■ Goal of the exercise
Output nothing but the lines from the line with "of the dark" through the end of the listing below, both ends included.

■ Data shown
-- Begin --

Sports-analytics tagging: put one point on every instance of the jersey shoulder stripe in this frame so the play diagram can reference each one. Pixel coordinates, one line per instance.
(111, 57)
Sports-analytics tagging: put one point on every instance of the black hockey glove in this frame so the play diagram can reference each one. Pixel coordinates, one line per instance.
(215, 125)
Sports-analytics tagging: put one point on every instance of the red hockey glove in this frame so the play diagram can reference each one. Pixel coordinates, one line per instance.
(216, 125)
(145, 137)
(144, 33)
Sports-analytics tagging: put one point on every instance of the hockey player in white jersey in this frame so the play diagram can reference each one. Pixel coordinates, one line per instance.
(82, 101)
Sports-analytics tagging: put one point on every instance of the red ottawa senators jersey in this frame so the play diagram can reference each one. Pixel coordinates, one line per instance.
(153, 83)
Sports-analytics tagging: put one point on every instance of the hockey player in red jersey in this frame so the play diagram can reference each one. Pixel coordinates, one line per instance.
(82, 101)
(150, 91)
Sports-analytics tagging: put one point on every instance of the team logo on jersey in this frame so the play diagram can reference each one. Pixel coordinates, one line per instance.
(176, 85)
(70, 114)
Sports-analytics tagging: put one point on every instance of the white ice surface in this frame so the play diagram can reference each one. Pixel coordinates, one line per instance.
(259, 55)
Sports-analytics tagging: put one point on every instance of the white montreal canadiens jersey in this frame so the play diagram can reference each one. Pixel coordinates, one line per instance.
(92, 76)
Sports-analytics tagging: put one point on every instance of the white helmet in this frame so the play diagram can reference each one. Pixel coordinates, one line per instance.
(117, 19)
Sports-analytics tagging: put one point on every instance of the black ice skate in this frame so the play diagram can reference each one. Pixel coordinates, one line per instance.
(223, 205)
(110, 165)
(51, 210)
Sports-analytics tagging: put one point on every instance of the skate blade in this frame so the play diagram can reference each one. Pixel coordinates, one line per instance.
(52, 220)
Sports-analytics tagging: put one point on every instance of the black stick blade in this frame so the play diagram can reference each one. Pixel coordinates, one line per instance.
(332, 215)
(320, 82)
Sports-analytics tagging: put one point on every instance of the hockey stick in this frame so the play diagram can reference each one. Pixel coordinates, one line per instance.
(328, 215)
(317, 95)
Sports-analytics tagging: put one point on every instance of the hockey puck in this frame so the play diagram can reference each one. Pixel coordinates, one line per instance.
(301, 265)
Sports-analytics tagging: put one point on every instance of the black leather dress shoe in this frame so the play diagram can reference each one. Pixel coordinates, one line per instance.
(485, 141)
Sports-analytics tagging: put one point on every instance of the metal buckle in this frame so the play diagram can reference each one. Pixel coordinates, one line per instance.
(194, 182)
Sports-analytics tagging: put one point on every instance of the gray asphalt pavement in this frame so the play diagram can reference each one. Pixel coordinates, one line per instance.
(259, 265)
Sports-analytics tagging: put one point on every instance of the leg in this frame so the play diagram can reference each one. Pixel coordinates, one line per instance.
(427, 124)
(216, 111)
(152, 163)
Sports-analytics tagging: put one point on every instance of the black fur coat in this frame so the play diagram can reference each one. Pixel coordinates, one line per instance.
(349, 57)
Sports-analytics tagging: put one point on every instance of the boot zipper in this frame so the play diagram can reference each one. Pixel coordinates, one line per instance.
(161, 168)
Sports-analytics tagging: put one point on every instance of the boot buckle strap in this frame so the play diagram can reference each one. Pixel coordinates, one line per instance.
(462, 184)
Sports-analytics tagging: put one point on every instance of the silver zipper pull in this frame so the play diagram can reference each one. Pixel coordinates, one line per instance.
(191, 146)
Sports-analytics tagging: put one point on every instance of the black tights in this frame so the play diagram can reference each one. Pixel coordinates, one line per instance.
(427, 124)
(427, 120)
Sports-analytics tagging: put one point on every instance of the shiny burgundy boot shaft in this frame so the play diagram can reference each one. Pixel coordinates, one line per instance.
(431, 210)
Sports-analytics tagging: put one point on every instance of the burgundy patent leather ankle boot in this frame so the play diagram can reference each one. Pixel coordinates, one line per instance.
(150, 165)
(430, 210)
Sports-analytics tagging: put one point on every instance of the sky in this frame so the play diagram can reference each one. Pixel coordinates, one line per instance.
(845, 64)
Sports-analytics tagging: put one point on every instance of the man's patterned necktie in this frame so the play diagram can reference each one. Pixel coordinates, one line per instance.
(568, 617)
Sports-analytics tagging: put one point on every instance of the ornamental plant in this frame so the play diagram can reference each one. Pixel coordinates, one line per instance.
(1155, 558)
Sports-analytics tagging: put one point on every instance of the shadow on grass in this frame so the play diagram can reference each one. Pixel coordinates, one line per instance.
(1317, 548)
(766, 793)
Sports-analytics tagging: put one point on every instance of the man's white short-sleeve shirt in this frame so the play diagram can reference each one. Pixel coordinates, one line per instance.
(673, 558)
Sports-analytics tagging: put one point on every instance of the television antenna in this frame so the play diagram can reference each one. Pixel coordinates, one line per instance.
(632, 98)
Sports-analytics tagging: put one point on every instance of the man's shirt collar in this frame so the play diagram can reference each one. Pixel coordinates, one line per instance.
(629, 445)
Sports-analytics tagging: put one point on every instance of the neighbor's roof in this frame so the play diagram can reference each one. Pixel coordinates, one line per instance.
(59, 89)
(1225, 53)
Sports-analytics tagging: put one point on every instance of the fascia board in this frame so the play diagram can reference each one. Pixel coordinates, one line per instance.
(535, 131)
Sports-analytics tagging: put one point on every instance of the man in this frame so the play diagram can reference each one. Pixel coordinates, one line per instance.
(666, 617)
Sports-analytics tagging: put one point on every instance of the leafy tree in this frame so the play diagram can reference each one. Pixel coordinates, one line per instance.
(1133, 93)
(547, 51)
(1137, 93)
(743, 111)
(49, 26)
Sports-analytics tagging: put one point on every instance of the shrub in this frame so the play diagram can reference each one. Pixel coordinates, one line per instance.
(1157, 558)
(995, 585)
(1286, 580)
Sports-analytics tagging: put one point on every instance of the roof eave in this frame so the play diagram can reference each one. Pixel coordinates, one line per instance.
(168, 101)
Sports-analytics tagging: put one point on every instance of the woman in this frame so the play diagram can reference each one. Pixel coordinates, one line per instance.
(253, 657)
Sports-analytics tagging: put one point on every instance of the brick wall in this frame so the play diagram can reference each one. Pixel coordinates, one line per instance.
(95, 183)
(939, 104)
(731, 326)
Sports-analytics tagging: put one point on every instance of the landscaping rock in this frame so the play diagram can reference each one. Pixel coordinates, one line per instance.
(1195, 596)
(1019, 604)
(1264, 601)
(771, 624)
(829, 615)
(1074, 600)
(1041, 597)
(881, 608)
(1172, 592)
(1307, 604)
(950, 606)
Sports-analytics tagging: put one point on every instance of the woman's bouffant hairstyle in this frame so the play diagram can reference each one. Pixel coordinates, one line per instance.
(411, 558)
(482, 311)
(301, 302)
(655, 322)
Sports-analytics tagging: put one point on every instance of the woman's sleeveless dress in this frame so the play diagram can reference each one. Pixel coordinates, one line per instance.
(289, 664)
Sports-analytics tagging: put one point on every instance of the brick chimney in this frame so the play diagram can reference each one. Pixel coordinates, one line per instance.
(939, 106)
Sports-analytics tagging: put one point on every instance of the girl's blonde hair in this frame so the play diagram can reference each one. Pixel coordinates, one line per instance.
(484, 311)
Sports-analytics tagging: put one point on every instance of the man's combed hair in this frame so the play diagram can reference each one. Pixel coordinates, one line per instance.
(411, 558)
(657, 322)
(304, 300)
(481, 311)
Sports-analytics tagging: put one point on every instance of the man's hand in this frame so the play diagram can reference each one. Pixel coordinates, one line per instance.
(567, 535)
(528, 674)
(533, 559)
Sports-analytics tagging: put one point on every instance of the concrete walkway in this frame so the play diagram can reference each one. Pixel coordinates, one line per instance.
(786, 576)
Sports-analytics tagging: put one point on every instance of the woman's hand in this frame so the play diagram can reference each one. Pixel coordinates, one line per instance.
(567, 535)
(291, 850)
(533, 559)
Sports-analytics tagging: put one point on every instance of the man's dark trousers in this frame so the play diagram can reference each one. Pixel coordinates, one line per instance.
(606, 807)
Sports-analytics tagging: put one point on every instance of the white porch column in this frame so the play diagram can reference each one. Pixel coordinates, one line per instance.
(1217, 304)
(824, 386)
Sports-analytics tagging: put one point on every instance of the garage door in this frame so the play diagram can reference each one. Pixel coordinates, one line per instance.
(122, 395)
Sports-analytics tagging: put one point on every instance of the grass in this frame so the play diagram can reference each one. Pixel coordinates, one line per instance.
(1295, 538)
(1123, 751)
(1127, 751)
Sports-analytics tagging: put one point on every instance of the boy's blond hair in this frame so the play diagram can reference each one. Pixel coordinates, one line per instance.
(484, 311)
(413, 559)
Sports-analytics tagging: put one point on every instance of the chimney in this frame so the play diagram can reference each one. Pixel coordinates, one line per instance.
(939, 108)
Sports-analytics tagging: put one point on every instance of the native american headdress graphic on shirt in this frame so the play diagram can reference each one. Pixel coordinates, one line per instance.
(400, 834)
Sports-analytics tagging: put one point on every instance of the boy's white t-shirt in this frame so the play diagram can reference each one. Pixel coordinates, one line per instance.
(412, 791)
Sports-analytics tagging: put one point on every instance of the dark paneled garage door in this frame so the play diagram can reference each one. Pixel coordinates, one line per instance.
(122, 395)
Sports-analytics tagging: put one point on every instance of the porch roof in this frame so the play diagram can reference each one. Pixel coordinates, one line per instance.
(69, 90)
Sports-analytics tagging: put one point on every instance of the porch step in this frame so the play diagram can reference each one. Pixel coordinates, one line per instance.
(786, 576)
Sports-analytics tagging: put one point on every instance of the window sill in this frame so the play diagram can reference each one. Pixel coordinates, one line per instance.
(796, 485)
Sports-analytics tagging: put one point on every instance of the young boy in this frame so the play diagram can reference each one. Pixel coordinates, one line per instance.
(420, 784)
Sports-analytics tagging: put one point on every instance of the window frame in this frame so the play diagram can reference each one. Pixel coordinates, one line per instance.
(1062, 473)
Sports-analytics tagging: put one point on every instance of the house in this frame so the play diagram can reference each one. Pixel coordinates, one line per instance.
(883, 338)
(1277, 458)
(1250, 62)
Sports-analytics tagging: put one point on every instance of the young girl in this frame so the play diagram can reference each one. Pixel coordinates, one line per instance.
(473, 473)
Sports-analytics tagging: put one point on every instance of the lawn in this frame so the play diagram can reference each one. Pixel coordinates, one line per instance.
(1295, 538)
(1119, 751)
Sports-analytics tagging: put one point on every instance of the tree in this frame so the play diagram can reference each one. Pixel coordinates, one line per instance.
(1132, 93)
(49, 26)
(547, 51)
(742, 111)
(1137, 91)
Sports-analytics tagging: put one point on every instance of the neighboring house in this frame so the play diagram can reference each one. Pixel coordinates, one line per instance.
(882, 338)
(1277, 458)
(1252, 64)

-- End --

■ Finished task
Sports-analytics tagging: put one point on every instance of the dark paneled garage door in this frame so the play diagram can reference each one. Pixel coordinates, one line per instance.
(122, 395)
Sports-analytics tagging: put one point on every instance of the porch roof in this frame so the play diagram can reference each one. Pixel coordinates, one line per instance.
(69, 90)
Sports-analytics tagging: put one point on every instance of the porch step in this frame so the play diagram can reference each one. Pixel coordinates, one line per instance.
(786, 576)
Sports-analytics tagging: put one point on every instance of the window sill in this frame so the play diagram can reference each one. Pixel coordinates, one line per instance.
(796, 485)
Sports-analytics tagging: put one point on every instance of the young boy in this frame so the play diagram can reference each one. Pixel coordinates, one line per instance.
(420, 784)
Sports-analytics tagging: put one point on every instance of the window frame in this frame so the play diagram can reference each one. Pixel coordinates, one line per instance.
(1062, 473)
Sports-analytics tagging: put one point on every instance of the house in this frame so the play diagram can reference each one. Pixel coordinates, one line per instance.
(883, 338)
(1277, 458)
(1250, 62)
Sports-analytics tagging: put one point on every instance of the young girl in this frame so the play diagram can reference each one. Pixel coordinates, one line per instance.
(473, 473)
Sports-analytics tagging: put one point on every instance of the lawn in this frame so the play diagram can reference each one. Pixel coordinates, one line per instance.
(1295, 538)
(1119, 751)
Sports-analytics tagging: put one point on every instance of the tree in this frame so the play diagram can reference each one. Pixel coordinates, one line per instance.
(1132, 93)
(49, 26)
(547, 51)
(742, 111)
(1137, 91)
Sports-analytics tagging: put one point on every instance of the neighboring house in this frame so the play diagram can reference each one. Pixel coordinates, one line per instance.
(882, 338)
(1277, 458)
(1252, 64)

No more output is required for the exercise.